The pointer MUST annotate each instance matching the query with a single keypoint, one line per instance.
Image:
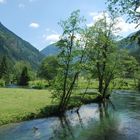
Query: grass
(17, 104)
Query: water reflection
(116, 120)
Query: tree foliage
(102, 53)
(131, 8)
(69, 58)
(48, 68)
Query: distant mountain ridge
(50, 50)
(17, 49)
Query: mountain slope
(50, 50)
(132, 44)
(17, 49)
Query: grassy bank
(17, 104)
(24, 104)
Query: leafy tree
(24, 77)
(69, 58)
(48, 68)
(102, 53)
(18, 67)
(5, 69)
(131, 8)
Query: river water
(117, 119)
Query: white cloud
(32, 0)
(34, 25)
(51, 38)
(125, 28)
(2, 1)
(138, 9)
(21, 5)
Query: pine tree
(24, 77)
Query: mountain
(50, 50)
(17, 49)
(132, 44)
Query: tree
(131, 8)
(102, 53)
(48, 68)
(18, 68)
(69, 58)
(24, 77)
(5, 69)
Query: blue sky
(36, 21)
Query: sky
(36, 21)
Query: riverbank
(17, 104)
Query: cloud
(32, 0)
(34, 25)
(138, 9)
(21, 5)
(52, 38)
(125, 28)
(2, 1)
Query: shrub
(2, 83)
(38, 84)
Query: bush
(38, 84)
(2, 83)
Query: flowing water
(117, 119)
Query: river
(117, 119)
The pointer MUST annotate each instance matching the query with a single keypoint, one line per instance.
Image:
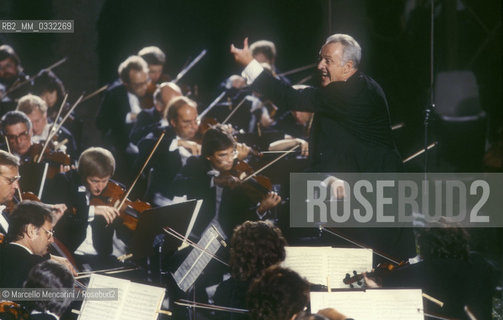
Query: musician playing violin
(89, 232)
(36, 110)
(225, 204)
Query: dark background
(394, 35)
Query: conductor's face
(330, 65)
(96, 185)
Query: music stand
(180, 216)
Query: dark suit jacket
(15, 264)
(146, 122)
(111, 118)
(235, 206)
(68, 188)
(351, 128)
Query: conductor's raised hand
(242, 56)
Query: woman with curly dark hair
(278, 294)
(254, 247)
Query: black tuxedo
(195, 182)
(164, 165)
(351, 127)
(146, 122)
(15, 264)
(111, 118)
(68, 188)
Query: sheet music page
(309, 262)
(141, 302)
(97, 310)
(372, 304)
(342, 261)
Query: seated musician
(28, 239)
(155, 59)
(11, 72)
(9, 182)
(255, 245)
(86, 232)
(206, 177)
(278, 294)
(174, 150)
(119, 110)
(48, 274)
(36, 110)
(149, 119)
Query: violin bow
(212, 104)
(19, 193)
(30, 79)
(141, 170)
(193, 63)
(271, 163)
(234, 110)
(56, 129)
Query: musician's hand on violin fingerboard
(193, 147)
(107, 212)
(369, 282)
(57, 211)
(242, 56)
(304, 147)
(243, 151)
(63, 168)
(64, 262)
(270, 201)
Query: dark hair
(49, 274)
(6, 52)
(131, 63)
(27, 212)
(216, 139)
(278, 294)
(267, 48)
(15, 117)
(8, 159)
(96, 162)
(152, 55)
(49, 82)
(254, 247)
(176, 104)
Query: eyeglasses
(23, 135)
(11, 180)
(49, 232)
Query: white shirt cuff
(90, 216)
(252, 71)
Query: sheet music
(135, 301)
(197, 260)
(372, 304)
(95, 309)
(141, 302)
(326, 265)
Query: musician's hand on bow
(57, 211)
(270, 201)
(193, 147)
(242, 56)
(107, 212)
(64, 262)
(243, 151)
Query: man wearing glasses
(29, 237)
(119, 110)
(9, 182)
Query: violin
(54, 158)
(114, 195)
(243, 177)
(382, 270)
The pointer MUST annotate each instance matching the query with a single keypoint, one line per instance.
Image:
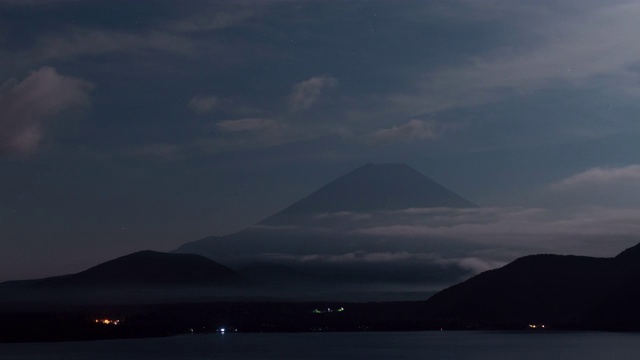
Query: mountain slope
(546, 289)
(375, 187)
(147, 268)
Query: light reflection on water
(371, 345)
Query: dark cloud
(306, 93)
(26, 106)
(600, 176)
(203, 104)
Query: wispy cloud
(246, 125)
(306, 93)
(203, 104)
(26, 106)
(413, 130)
(598, 44)
(600, 176)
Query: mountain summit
(376, 187)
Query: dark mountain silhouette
(294, 230)
(559, 291)
(144, 269)
(374, 187)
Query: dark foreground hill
(141, 276)
(326, 225)
(552, 290)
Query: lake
(449, 345)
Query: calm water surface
(397, 345)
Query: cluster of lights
(329, 310)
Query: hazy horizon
(127, 126)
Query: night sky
(131, 125)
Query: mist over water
(363, 345)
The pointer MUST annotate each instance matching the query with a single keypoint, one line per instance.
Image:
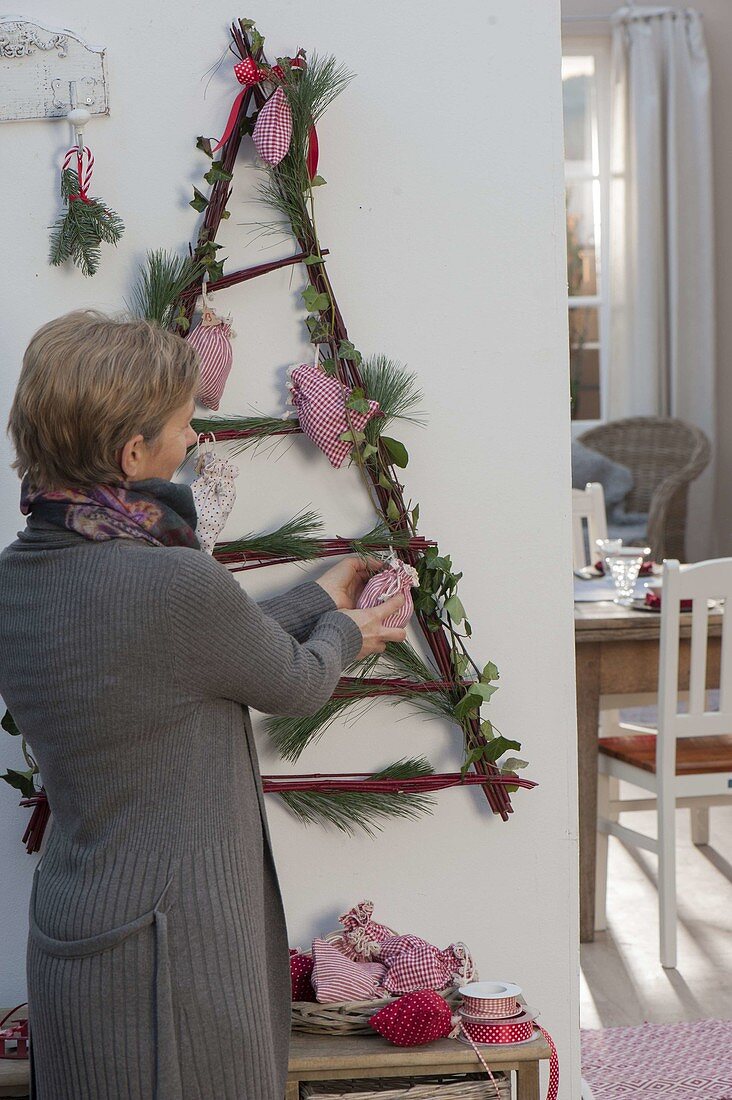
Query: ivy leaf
(217, 172)
(513, 763)
(472, 757)
(21, 780)
(461, 662)
(392, 512)
(483, 690)
(315, 300)
(396, 451)
(198, 201)
(455, 609)
(498, 747)
(347, 350)
(468, 703)
(9, 725)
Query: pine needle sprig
(349, 811)
(161, 282)
(401, 659)
(77, 233)
(291, 736)
(395, 388)
(246, 431)
(296, 538)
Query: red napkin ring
(653, 601)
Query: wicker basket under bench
(364, 1058)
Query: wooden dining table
(616, 655)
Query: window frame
(598, 46)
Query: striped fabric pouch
(396, 578)
(211, 339)
(336, 978)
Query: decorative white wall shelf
(43, 70)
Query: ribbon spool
(491, 1000)
(492, 1015)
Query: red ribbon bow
(249, 74)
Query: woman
(157, 949)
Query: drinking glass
(623, 565)
(607, 547)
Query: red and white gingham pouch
(320, 403)
(396, 578)
(273, 129)
(211, 339)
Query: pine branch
(161, 282)
(395, 388)
(77, 233)
(246, 431)
(294, 539)
(351, 810)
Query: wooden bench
(339, 1057)
(328, 1058)
(14, 1077)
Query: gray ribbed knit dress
(157, 950)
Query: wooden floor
(623, 982)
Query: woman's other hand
(346, 581)
(370, 622)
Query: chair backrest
(589, 523)
(701, 582)
(664, 455)
(652, 448)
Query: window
(586, 94)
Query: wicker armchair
(664, 455)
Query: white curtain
(662, 267)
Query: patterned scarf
(157, 512)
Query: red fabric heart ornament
(301, 968)
(414, 1020)
(320, 403)
(273, 129)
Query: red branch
(323, 548)
(416, 784)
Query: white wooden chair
(589, 523)
(687, 761)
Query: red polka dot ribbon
(84, 171)
(492, 1032)
(249, 74)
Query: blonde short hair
(88, 385)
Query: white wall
(445, 217)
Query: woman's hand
(346, 581)
(370, 622)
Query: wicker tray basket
(351, 1018)
(452, 1087)
(347, 1018)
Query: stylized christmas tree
(280, 107)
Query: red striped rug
(677, 1062)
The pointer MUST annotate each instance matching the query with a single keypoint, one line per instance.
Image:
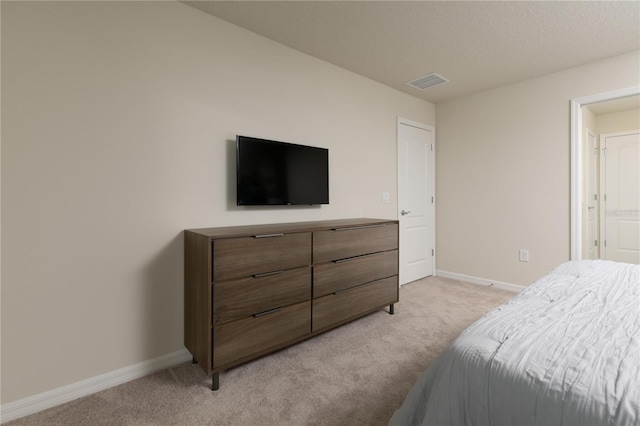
.....
Exercise brief> A precise copy of each record, with the images removed, should be output.

Result for this exercise>
The pointer MUST annotate each instance matching the query with a single keypoint, one line per instance.
Image:
Query: grass
(17, 104)
Query: water reflection
(116, 120)
Query: tree foliage
(102, 53)
(131, 8)
(69, 58)
(48, 68)
Query: distant mountain ridge
(50, 50)
(17, 49)
Query: mountain slope
(50, 50)
(132, 44)
(17, 49)
Query: grassy bank
(17, 104)
(24, 104)
Query: leafy tree
(24, 77)
(69, 58)
(48, 68)
(102, 53)
(18, 67)
(5, 69)
(131, 8)
Query: river water
(117, 119)
Query: white cloud
(32, 0)
(34, 25)
(51, 38)
(125, 28)
(2, 1)
(138, 9)
(21, 5)
Query: pine tree
(24, 77)
Query: mountain
(50, 50)
(17, 49)
(132, 44)
Query: tree
(131, 8)
(102, 53)
(48, 68)
(18, 68)
(69, 58)
(24, 77)
(5, 69)
Query: blue sky
(36, 21)
Query: sky
(36, 21)
Query: riverbank
(17, 104)
Query: cloud
(32, 0)
(34, 25)
(138, 9)
(21, 5)
(52, 38)
(125, 28)
(2, 1)
Query: shrub
(2, 83)
(38, 84)
Query: bush
(38, 84)
(2, 83)
Query: flowing water
(117, 119)
Query: river
(117, 119)
The pointer MUST annotate each instance matching the query with a single keypoint, one line per instance.
Image:
Query: musician playing violin
(89, 232)
(36, 110)
(225, 204)
Query: dark background
(394, 35)
Query: conductor's face
(330, 65)
(96, 185)
Query: music stand
(180, 216)
Query: dark suit jacket
(15, 264)
(146, 122)
(111, 118)
(235, 206)
(68, 188)
(351, 128)
Query: conductor's raised hand
(242, 56)
Query: woman with curly dark hair
(278, 294)
(254, 247)
Query: black tuxedo
(195, 182)
(164, 165)
(351, 127)
(146, 122)
(15, 264)
(111, 118)
(68, 188)
Query: sheet music page
(309, 262)
(141, 302)
(97, 310)
(372, 304)
(342, 261)
Query: seated musician
(28, 239)
(155, 59)
(11, 72)
(9, 182)
(255, 245)
(86, 232)
(206, 177)
(278, 294)
(174, 150)
(119, 110)
(48, 274)
(36, 110)
(149, 119)
Query: violin bow
(212, 104)
(19, 193)
(30, 79)
(141, 170)
(193, 63)
(271, 163)
(234, 110)
(56, 129)
Query: musician's hand on violin fingerboard
(193, 147)
(107, 212)
(369, 282)
(57, 211)
(242, 56)
(304, 147)
(243, 151)
(63, 168)
(64, 262)
(270, 201)
Query: dark hair
(49, 274)
(6, 52)
(131, 63)
(27, 212)
(216, 139)
(278, 294)
(267, 48)
(15, 117)
(8, 159)
(96, 162)
(152, 55)
(49, 82)
(254, 247)
(176, 104)
Query: eyeglasses
(23, 135)
(11, 180)
(49, 232)
Query: white shirt cuff
(90, 216)
(252, 71)
Query: sheet music
(135, 301)
(197, 260)
(372, 304)
(95, 309)
(141, 302)
(326, 265)
Query: musician's hand on bow
(57, 211)
(270, 201)
(193, 147)
(242, 56)
(107, 212)
(64, 262)
(243, 151)
Query: man wearing glasses
(29, 237)
(119, 110)
(9, 182)
Query: violin
(54, 158)
(114, 195)
(243, 177)
(382, 270)
The pointer MUST annotate each instance matching the query with a single keypoint, one line per instance.
Image:
Query: mountain slope
(546, 289)
(375, 187)
(147, 268)
Query: light reflection on water
(371, 345)
Query: dark cloud
(306, 93)
(26, 106)
(600, 176)
(203, 104)
Query: wispy cloud
(246, 125)
(306, 93)
(203, 104)
(26, 106)
(413, 130)
(598, 44)
(600, 176)
Query: mountain summit
(376, 187)
Query: dark mountain silhouette
(294, 230)
(559, 291)
(144, 269)
(374, 187)
Query: dark foreground hill
(141, 276)
(326, 225)
(552, 290)
Query: lake
(449, 345)
Query: calm water surface
(397, 345)
Query: cluster of lights
(329, 310)
Query: hazy horizon
(127, 126)
Query: night sky
(131, 125)
Query: mist over water
(363, 345)
The pointer MUST annotate each instance matching the query with a single keypoint, one line per instance.
Image:
Query: ivy leaf
(217, 172)
(513, 763)
(472, 757)
(21, 780)
(461, 662)
(392, 512)
(483, 690)
(315, 300)
(396, 451)
(198, 201)
(455, 609)
(498, 747)
(347, 350)
(468, 703)
(9, 725)
Query: pine needle sprig
(349, 811)
(161, 282)
(401, 659)
(77, 233)
(291, 736)
(395, 388)
(246, 431)
(296, 538)
Query: red napkin ring
(653, 601)
Query: wicker basket under bench
(364, 1058)
Query: wooden dining table
(616, 655)
Query: window frame
(598, 46)
Query: striped fabric pouch
(396, 578)
(211, 339)
(336, 978)
Query: decorative white wall shelf
(43, 70)
Query: ribbon spool
(491, 1000)
(492, 1015)
Query: red ribbon bow
(249, 74)
Query: woman
(157, 949)
Query: drinking glass
(623, 565)
(607, 547)
Query: red and white gingham pouch
(320, 403)
(396, 578)
(273, 129)
(211, 339)
Query: pine branch
(161, 282)
(395, 388)
(77, 233)
(246, 431)
(294, 539)
(351, 810)
Query: wooden bench
(339, 1057)
(328, 1058)
(14, 1077)
Query: gray ribbed knit dress
(157, 950)
Query: wooden floor
(623, 982)
Query: woman's other hand
(346, 581)
(370, 622)
Query: chair backrest
(589, 523)
(701, 582)
(664, 455)
(652, 448)
Query: window
(586, 94)
Query: wicker armchair
(664, 455)
Query: white curtain
(662, 267)
Query: patterned scarf
(157, 512)
Query: red fabric heart ornament
(301, 968)
(414, 1020)
(320, 403)
(273, 129)
Query: red branch
(323, 548)
(416, 784)
Query: white wooden chair
(589, 523)
(687, 761)
Query: red polka dot ribbon
(84, 171)
(492, 1032)
(249, 74)
Query: blonde short hair
(88, 385)
Query: white wall
(445, 217)
Query: woman's hand
(346, 581)
(370, 622)
Query: wicker tray basket
(351, 1018)
(452, 1087)
(347, 1018)
Query: stylized christmas tree
(280, 107)
Query: red striped rug
(677, 1062)
The pointer MUST annotate each instance matching the query with a single keypoint, one line per instance.
Image:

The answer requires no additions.